TASK TO COMPLETE:
Hand back all records exactly, pictures omitted.

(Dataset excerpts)
▼

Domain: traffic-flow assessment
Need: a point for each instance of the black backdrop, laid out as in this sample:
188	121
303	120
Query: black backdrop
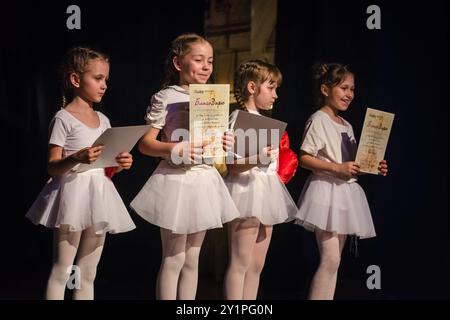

▲

PROBLEM SOLUTION:
Domain: traffic-flow assessment
Need: a point for each instance of the black backdrop, laid out as in this sample:
188	121
303	120
Query: black backdrop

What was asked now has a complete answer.